__The task__
From the line that includes "Objective — for every instance of the group" to the last line of the data, quote each line precisely; both boundary lines belong in the answer.

..........

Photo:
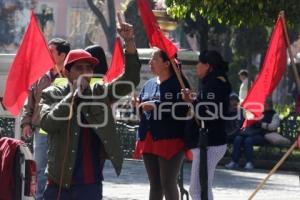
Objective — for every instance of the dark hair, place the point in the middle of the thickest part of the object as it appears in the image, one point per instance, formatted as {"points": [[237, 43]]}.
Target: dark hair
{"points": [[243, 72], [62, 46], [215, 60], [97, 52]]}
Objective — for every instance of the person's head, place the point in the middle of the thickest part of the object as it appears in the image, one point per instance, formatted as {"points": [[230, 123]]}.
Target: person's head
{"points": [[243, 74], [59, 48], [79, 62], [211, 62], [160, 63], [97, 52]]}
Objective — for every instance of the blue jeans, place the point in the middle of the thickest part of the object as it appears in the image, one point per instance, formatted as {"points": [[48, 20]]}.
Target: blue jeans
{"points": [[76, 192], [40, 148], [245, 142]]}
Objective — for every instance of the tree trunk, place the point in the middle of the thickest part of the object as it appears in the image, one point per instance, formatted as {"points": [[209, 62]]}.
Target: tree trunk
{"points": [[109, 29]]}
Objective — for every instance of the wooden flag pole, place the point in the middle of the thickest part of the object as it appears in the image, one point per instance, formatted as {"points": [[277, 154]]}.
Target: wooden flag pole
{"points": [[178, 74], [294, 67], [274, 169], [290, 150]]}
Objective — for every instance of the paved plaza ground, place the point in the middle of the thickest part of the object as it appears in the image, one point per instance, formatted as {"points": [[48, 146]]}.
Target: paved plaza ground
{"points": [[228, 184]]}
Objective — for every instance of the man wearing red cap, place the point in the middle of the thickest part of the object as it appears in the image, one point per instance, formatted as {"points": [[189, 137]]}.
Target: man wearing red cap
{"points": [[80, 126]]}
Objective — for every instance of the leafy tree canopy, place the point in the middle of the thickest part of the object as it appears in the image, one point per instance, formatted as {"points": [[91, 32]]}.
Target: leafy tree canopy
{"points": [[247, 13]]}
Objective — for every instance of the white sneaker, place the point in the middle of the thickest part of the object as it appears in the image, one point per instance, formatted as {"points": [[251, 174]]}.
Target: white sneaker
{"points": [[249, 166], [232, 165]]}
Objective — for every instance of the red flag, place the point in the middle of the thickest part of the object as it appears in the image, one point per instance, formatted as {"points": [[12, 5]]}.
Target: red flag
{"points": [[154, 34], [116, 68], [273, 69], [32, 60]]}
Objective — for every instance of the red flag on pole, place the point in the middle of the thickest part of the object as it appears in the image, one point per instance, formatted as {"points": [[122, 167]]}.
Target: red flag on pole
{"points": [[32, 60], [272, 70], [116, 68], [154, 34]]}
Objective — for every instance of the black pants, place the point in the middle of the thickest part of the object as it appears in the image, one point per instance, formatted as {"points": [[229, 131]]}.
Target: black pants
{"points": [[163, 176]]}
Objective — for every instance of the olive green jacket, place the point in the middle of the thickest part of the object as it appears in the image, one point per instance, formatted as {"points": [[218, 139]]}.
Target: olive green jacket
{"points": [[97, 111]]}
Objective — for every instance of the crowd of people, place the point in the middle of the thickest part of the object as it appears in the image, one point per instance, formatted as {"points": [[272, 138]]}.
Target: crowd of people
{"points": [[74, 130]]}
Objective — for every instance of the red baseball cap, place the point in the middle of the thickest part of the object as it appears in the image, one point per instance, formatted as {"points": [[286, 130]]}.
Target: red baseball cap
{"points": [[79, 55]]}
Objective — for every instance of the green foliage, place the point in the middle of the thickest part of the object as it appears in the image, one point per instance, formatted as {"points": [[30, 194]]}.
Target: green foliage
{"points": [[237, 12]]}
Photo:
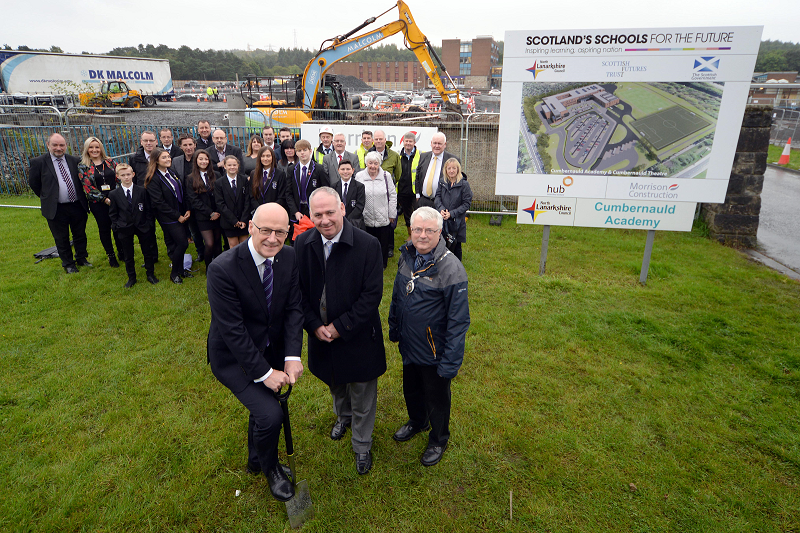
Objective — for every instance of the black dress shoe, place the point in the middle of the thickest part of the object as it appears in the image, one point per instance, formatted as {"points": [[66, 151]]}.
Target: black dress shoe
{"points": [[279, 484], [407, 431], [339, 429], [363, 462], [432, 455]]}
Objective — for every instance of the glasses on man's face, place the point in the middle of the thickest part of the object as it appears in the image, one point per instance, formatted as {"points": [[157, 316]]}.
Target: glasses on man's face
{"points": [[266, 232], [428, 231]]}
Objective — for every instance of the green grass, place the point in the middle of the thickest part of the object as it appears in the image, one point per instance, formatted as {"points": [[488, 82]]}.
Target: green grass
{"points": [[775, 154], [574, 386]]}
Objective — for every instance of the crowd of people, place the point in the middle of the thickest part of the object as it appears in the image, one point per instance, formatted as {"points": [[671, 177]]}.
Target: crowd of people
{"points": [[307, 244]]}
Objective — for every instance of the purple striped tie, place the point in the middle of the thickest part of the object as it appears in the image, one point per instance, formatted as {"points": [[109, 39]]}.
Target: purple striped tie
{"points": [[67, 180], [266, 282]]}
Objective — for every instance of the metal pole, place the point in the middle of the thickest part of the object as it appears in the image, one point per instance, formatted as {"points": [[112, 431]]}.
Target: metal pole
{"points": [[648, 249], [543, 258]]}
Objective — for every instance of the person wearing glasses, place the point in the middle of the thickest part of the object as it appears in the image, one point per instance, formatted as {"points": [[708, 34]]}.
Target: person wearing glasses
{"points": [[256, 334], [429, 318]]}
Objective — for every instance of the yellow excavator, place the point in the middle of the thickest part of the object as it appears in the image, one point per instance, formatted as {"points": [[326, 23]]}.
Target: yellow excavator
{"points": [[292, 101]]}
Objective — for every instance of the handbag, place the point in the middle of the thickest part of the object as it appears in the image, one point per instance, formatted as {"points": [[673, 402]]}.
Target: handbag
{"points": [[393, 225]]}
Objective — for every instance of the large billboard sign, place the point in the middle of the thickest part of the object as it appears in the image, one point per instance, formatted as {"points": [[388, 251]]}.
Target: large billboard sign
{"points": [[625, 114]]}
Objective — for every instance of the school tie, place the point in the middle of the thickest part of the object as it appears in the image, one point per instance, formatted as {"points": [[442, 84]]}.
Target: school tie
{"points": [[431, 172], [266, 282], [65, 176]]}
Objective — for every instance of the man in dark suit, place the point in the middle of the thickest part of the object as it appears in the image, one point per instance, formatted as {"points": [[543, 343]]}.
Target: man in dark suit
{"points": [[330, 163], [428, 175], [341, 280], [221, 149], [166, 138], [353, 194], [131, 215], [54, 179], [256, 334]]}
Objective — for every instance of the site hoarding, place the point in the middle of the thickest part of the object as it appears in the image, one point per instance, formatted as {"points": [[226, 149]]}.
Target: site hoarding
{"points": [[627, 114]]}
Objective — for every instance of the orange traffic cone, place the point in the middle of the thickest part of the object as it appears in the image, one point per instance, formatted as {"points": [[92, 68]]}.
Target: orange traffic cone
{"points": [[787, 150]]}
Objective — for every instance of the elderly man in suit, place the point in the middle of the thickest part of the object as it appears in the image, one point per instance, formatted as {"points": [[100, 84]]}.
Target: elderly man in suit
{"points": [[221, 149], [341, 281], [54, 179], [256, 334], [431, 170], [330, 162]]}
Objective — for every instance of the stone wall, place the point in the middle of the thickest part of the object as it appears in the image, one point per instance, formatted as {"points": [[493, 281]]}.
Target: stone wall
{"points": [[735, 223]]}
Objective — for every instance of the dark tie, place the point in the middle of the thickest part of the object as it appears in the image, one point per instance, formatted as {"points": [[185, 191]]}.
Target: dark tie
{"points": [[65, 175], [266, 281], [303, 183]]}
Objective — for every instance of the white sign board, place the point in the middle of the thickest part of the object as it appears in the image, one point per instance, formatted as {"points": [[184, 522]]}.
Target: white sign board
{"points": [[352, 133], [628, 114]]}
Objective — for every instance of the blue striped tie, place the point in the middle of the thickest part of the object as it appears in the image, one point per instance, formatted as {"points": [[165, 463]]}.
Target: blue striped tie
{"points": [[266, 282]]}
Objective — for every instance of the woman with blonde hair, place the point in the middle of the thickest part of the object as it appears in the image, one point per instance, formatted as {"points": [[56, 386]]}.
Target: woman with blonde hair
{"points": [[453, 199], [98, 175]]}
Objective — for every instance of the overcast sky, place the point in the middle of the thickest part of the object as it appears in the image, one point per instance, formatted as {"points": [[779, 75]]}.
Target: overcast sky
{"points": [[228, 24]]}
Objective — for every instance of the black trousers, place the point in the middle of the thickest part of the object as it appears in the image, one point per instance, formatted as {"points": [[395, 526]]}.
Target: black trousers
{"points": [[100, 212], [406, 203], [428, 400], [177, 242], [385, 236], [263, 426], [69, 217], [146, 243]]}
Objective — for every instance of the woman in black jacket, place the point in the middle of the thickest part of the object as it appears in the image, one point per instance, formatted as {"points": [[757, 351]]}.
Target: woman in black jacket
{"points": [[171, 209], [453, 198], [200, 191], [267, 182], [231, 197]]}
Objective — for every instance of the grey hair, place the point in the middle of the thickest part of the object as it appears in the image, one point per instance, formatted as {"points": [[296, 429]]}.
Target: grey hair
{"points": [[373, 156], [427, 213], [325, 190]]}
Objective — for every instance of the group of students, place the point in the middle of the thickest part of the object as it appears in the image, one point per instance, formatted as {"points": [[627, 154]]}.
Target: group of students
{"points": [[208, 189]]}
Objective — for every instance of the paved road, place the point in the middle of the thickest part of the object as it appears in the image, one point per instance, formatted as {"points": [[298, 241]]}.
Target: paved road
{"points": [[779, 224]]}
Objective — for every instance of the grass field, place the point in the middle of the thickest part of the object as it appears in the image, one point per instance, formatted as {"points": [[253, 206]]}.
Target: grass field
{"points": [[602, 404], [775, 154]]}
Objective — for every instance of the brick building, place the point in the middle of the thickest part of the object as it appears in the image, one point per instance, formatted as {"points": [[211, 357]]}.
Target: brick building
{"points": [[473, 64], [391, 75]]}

..........

__Reply to the exercise__
Objective — for every instance of the group of students, place the point in the middle of the thickest part of the object as it appears in the image, one point per instance, formatted as {"points": [[627, 154]]}.
Target: group of students
{"points": [[208, 189]]}
Objective — for every instance of the paved road, place the point in the middle of the thickest part of the object as it appears in the image, one point per instance, formatted as {"points": [[298, 241]]}.
Target: paved road
{"points": [[779, 224]]}
Objective — for every instance of the grass field, place the point in the middle of the thickest part of the object as it appears in the image, one point per instance, formatted as {"points": [[253, 206]]}.
Target: grass field
{"points": [[602, 404], [775, 154]]}
Objective — for every instance of the brick building, place the point in the middle of the thickest part of the object as it appears in the image, one point per instance, formatted as {"points": [[211, 357]]}.
Target: brick building
{"points": [[473, 64], [391, 75]]}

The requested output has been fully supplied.